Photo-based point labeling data
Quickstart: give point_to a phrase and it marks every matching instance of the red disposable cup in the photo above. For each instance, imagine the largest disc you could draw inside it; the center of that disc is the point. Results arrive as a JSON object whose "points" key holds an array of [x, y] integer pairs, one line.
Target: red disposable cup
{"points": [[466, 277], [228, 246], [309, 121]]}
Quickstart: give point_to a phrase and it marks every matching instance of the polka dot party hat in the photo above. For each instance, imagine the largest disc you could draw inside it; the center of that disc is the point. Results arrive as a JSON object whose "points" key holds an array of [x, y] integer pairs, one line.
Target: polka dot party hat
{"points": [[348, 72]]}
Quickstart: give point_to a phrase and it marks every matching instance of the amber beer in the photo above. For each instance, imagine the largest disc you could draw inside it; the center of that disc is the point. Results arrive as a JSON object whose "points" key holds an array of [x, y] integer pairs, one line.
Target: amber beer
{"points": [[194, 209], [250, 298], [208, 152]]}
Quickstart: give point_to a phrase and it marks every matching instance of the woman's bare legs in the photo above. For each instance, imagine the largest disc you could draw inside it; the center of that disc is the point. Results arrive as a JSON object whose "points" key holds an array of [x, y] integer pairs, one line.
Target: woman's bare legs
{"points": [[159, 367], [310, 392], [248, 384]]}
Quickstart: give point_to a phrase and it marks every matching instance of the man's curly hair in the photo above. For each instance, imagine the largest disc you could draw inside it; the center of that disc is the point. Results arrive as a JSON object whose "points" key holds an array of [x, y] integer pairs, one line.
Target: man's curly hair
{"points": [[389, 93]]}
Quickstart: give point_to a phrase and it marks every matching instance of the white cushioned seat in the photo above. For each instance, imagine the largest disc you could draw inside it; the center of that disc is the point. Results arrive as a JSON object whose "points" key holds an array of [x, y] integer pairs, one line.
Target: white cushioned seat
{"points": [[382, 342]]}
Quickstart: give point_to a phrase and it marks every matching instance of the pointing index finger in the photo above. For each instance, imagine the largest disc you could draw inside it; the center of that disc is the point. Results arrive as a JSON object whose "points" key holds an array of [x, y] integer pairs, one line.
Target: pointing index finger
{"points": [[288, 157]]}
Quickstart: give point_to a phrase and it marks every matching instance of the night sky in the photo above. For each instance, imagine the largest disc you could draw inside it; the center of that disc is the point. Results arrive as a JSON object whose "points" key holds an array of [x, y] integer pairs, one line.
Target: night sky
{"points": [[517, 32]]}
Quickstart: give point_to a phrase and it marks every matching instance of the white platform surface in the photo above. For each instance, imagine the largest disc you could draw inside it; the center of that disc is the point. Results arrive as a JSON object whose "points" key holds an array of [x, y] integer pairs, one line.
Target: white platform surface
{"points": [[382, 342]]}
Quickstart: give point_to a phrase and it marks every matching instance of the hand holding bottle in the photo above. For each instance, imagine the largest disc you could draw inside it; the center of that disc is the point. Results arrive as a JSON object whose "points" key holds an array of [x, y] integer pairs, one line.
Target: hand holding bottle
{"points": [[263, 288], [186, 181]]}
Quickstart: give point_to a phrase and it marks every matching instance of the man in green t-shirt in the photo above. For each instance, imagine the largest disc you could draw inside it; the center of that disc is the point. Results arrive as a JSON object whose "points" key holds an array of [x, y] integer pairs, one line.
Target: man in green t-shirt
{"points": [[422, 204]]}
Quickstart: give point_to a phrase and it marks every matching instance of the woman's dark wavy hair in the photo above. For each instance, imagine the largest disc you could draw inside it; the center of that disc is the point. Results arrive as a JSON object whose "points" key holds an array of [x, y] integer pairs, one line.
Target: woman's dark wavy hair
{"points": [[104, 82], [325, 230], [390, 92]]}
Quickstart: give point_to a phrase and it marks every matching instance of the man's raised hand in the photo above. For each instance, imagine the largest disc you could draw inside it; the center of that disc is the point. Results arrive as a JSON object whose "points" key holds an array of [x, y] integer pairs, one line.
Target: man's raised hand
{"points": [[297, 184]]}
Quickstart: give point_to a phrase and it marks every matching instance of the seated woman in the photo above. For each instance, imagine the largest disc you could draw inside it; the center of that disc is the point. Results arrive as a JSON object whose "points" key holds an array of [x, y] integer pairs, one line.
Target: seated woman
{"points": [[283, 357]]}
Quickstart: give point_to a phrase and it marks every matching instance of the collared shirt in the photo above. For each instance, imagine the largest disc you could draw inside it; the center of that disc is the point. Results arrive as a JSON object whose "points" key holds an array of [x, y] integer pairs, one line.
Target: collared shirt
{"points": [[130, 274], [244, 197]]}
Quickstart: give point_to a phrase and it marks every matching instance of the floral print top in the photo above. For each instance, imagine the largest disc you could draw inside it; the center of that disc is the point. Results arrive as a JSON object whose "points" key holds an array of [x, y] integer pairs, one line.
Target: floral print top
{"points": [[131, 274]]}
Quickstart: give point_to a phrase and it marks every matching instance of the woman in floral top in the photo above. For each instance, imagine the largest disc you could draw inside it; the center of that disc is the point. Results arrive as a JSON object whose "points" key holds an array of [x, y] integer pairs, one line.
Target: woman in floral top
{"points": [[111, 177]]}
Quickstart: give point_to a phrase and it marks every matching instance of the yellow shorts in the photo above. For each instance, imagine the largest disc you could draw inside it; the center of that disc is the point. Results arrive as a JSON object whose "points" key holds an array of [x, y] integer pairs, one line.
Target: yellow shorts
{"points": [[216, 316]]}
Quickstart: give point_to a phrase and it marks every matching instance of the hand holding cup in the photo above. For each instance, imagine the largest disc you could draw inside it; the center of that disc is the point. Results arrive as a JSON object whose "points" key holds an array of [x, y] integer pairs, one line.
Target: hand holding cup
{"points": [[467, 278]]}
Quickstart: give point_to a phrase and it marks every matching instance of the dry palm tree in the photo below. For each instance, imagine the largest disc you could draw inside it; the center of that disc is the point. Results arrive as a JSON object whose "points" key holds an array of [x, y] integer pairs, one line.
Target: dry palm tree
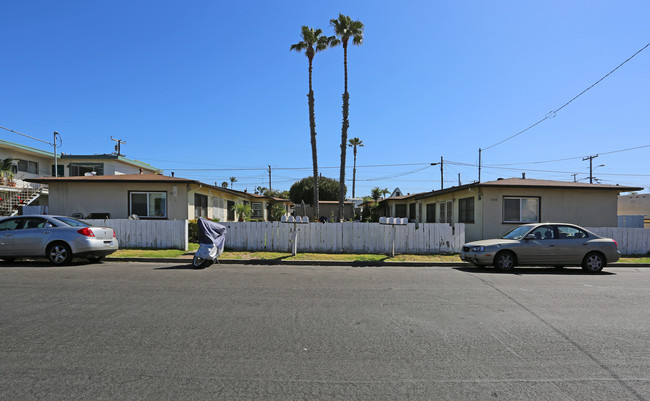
{"points": [[354, 143], [312, 42], [345, 28]]}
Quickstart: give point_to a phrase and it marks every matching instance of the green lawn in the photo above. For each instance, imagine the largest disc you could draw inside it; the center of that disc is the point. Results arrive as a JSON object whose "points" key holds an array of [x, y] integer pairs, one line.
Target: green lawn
{"points": [[175, 253]]}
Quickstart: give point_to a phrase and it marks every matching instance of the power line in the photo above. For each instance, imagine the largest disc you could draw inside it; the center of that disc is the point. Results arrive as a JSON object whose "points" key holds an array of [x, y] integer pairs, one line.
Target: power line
{"points": [[30, 137], [552, 114]]}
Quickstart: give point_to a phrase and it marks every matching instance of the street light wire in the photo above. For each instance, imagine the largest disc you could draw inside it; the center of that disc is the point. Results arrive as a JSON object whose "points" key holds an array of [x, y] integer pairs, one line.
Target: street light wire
{"points": [[553, 113]]}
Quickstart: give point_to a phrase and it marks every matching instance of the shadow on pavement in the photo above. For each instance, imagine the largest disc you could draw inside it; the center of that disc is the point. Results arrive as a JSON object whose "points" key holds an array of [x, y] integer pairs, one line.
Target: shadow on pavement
{"points": [[575, 271]]}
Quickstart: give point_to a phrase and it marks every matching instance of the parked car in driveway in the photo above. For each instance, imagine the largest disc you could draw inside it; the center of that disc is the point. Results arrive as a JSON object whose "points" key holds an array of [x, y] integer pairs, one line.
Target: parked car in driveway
{"points": [[58, 238], [543, 244]]}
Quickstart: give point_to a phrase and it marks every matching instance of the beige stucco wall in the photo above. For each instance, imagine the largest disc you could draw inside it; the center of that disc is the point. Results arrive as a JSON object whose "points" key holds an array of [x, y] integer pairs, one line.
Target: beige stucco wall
{"points": [[217, 202], [585, 207], [66, 198]]}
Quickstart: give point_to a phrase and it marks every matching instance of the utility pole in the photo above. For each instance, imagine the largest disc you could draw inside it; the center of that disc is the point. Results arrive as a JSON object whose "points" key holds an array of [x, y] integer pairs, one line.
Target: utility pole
{"points": [[442, 176], [479, 165], [117, 146], [591, 170], [56, 165]]}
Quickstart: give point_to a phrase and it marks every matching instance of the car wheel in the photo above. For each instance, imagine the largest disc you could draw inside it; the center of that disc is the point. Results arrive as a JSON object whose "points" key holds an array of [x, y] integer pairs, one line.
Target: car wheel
{"points": [[505, 261], [200, 263], [59, 254], [593, 262]]}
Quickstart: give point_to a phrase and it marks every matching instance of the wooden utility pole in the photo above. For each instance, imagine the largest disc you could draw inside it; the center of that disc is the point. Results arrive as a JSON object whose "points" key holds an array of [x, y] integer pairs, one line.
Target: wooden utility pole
{"points": [[117, 146]]}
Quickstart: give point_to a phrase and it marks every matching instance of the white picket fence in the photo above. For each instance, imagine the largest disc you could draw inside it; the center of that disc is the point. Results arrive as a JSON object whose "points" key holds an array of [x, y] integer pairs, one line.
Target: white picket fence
{"points": [[345, 237], [631, 241], [155, 234]]}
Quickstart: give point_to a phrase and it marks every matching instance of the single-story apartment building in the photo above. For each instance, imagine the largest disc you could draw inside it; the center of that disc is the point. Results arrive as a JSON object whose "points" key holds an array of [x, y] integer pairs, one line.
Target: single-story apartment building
{"points": [[488, 209], [149, 196]]}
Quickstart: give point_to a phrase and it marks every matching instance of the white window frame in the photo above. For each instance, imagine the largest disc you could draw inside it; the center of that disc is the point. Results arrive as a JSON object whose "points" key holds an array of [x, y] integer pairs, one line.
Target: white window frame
{"points": [[148, 193], [257, 207], [521, 209]]}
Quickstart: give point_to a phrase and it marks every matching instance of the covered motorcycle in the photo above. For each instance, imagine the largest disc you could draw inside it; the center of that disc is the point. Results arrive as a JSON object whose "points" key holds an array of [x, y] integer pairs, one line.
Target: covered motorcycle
{"points": [[212, 238]]}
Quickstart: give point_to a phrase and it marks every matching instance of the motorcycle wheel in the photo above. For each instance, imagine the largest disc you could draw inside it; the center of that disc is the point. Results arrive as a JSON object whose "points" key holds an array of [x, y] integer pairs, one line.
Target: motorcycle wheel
{"points": [[200, 263]]}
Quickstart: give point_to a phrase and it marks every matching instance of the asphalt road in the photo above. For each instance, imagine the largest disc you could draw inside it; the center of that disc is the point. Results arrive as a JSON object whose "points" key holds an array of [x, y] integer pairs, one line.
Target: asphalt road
{"points": [[145, 331]]}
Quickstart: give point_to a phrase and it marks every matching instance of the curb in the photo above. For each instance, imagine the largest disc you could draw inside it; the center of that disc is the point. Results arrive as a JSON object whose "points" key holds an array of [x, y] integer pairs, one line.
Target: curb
{"points": [[275, 262]]}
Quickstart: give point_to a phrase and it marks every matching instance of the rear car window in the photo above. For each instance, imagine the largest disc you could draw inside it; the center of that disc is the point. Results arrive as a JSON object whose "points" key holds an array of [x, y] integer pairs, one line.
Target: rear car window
{"points": [[10, 224], [71, 222]]}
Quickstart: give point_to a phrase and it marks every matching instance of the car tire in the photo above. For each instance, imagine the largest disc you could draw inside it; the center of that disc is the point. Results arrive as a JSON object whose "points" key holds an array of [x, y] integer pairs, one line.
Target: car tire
{"points": [[505, 261], [200, 263], [59, 254], [593, 262]]}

*Description of the task*:
Give back exactly the lines that run from the line with "of the covered" through the close of the material, counting both ends, and nothing more.

*Output below*:
Quickstart: give point_to a phrase and it marks every matching instance of the covered motorcycle in the photo above. For each instance, imagine the largest disc you could draw inside it; the center of that disc is the point. Results arrive as a JSON object whose "points" key holds an array of [x, y] integer pairs, one line.
Target: covered motorcycle
{"points": [[212, 238]]}
Quickstart: give point_to a phrase and it marks every matching instance of the motorcycle wheel in the photo above. For each instance, imagine the largest disc you could draw inside it; the center of that disc is the point. Results arrive as a JSON object whose "points" key holds an array of [x, y] integer pairs, one line.
Target: motorcycle wheel
{"points": [[200, 263]]}
Quickstart: give point_to a phrase and it marks every matching instance of the asphalt road in the photo above. For each instance, imagine the largest disc you could draw inside it; the center of that disc is the point. Results arrive as a JSON object whose "points" key holds an array of [x, y] integer pairs, one line.
Target: asphalt road
{"points": [[145, 331]]}
Quickstart: give point_to a phrase and it marks every matching instance of the curb in the photo above. For each instance, imagine the largest disc you could draw inside it; the center of that disc is the point. Results arrive as a JSON object whose "points" key holds an array of [x, y] integer pairs, one line.
Target: curb
{"points": [[275, 262]]}
Quickstart: give point_to a phrase and it marks every matching instance of the rear car window in the photo above. For each instance, imagine the largest disc you could draw inside it; the center of that disc is the point. Results arrive as a JSON object whose "points" key holds an array of [x, y] integer pairs, one line.
Target: rear car window
{"points": [[10, 224], [71, 222]]}
Quickstart: give point_to a phrase and it marks every matching instance of the car tire in the photo above. For each instance, imagine the largest disc you could draw inside it; the center of that disc is the point. Results arrive as a JSON object whose "points" key holds an array of [x, y] integer pairs, one line.
Target: car tire
{"points": [[505, 261], [200, 263], [59, 254], [593, 262]]}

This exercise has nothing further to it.